## Work to do
Select every line in the data below that contains the word "teal", treating uppercase and lowercase as different, and copy each one.

Dataset excerpts on object pointing
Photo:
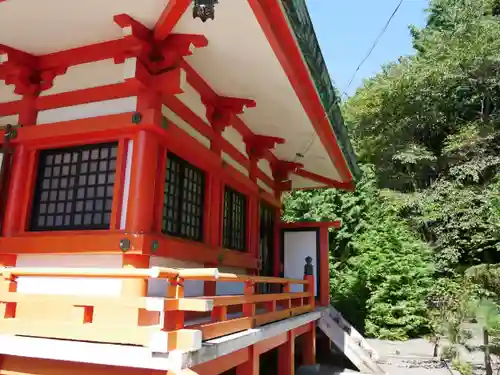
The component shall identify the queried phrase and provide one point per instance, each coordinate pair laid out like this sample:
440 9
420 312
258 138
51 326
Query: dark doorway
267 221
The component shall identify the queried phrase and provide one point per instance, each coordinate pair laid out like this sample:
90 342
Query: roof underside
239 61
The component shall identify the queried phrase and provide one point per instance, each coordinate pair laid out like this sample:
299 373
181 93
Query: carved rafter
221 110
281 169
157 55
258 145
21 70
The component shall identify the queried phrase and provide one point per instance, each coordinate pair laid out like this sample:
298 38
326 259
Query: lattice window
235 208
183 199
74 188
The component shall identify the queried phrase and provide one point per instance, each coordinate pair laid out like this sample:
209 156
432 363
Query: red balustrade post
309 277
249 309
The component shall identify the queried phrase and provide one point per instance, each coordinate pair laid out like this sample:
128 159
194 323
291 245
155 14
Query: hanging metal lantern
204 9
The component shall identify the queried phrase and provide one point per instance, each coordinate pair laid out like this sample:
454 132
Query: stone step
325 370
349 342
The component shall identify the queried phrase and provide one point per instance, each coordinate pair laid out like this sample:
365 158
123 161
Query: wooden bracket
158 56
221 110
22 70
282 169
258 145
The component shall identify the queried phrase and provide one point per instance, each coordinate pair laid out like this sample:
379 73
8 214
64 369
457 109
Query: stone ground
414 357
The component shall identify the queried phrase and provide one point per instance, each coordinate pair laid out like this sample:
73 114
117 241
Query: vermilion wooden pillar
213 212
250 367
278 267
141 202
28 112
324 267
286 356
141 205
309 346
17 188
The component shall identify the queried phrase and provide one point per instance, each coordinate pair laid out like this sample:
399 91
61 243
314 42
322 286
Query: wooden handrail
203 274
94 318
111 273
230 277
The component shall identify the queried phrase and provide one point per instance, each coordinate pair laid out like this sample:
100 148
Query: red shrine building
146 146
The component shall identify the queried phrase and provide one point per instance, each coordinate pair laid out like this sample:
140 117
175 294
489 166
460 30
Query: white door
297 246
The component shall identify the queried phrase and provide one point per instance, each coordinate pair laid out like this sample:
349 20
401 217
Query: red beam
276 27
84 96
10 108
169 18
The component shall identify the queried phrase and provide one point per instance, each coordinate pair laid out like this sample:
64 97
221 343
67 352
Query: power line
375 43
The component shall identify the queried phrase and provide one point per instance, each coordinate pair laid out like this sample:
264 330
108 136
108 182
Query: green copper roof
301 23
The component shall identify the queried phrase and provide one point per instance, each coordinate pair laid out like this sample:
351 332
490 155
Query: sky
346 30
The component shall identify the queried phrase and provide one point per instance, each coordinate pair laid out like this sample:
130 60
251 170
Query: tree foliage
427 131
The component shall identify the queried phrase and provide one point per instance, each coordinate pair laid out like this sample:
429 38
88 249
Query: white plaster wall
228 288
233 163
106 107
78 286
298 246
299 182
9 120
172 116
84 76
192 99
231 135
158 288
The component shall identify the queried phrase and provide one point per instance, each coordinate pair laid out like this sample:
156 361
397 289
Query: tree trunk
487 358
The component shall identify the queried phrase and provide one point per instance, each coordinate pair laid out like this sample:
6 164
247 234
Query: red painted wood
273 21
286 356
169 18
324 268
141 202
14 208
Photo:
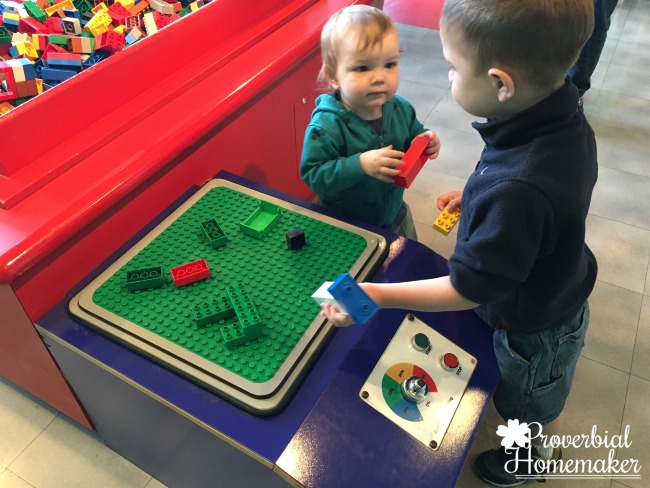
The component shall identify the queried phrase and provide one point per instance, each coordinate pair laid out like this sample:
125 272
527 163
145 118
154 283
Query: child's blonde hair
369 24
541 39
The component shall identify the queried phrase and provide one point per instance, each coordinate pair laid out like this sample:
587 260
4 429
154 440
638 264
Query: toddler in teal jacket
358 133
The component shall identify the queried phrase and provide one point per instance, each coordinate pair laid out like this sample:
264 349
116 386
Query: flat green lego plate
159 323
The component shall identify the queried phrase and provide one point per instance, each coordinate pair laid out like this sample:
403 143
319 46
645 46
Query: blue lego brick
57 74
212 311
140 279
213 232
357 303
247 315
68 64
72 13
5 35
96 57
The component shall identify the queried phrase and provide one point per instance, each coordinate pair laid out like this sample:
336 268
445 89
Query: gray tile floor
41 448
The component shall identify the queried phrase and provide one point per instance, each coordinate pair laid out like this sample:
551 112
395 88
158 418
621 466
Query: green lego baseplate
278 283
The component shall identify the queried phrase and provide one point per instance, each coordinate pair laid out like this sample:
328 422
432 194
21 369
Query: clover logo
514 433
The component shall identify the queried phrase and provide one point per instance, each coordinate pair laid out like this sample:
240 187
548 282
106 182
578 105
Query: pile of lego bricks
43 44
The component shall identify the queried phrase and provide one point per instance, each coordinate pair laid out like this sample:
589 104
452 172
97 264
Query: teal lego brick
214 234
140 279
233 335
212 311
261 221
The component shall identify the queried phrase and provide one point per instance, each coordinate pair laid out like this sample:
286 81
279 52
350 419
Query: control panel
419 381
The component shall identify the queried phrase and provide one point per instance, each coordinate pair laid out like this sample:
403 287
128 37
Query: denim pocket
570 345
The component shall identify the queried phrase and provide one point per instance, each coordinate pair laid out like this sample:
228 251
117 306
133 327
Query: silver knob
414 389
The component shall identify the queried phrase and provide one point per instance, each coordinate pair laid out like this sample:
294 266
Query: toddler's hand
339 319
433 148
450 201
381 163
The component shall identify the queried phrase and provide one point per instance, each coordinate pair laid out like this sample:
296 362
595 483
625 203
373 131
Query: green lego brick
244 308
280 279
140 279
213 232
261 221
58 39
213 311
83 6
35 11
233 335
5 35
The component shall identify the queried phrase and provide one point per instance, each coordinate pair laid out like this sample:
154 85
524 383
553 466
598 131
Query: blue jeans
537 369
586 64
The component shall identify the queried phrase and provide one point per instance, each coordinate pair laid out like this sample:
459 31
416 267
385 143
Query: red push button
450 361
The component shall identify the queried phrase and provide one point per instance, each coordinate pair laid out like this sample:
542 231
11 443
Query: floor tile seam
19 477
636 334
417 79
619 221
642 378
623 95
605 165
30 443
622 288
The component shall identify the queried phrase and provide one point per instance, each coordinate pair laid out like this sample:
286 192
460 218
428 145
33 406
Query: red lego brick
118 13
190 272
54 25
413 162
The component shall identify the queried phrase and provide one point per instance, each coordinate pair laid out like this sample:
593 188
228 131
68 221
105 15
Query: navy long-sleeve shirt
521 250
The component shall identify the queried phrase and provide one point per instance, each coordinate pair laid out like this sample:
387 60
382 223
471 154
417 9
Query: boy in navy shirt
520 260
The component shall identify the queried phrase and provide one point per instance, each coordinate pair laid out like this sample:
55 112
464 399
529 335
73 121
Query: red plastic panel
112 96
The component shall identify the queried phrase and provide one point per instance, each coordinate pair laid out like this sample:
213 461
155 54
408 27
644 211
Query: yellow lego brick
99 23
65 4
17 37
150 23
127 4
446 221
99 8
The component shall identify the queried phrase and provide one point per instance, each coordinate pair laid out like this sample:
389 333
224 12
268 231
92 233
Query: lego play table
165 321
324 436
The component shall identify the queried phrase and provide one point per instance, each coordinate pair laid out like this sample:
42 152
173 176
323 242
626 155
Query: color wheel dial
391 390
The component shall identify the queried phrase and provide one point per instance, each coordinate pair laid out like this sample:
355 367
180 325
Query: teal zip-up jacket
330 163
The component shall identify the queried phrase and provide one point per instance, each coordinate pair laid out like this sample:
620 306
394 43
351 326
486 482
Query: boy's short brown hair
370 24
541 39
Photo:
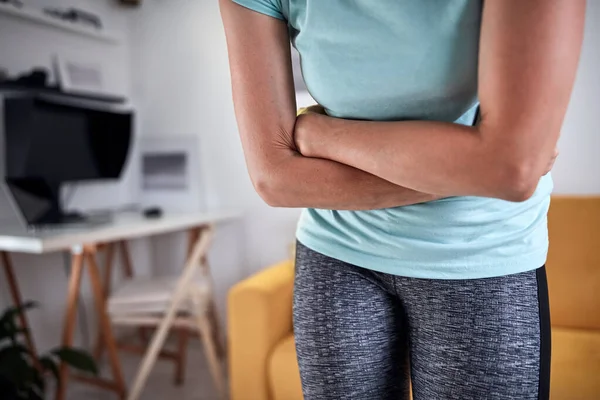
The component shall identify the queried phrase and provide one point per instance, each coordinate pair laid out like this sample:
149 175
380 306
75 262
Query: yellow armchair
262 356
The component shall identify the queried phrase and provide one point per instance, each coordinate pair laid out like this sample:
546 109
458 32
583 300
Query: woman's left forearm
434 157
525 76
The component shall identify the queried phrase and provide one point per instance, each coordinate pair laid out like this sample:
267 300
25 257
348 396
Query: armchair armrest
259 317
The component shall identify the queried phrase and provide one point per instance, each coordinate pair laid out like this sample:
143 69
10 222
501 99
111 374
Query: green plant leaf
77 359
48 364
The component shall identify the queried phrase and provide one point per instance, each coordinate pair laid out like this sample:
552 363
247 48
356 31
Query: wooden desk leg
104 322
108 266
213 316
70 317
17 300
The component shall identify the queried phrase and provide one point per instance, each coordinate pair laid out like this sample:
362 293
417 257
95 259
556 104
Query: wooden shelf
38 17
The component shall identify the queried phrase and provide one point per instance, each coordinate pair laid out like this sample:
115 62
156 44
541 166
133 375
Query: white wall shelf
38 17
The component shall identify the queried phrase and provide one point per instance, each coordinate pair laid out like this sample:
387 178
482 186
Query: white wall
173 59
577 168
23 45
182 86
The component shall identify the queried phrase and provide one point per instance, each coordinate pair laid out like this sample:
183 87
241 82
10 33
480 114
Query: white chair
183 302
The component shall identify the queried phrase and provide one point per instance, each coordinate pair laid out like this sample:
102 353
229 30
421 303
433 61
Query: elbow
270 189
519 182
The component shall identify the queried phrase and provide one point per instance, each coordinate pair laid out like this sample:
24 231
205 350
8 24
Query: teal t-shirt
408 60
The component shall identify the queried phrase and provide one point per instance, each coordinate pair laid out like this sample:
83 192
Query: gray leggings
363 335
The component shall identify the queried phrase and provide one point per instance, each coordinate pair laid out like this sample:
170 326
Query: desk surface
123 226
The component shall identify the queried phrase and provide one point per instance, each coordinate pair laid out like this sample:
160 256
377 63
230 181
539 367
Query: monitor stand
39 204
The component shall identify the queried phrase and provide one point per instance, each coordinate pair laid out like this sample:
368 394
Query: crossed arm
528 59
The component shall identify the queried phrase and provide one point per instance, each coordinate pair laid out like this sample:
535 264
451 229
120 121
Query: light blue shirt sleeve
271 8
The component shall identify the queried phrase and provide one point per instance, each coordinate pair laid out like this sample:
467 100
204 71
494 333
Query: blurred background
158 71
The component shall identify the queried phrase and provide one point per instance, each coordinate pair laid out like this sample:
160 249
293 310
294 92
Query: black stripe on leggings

## Worked answer
Query: toddler in teal jacket
Query: teal lego brick
Query: teal zip-up jacket
Query: teal t-shirt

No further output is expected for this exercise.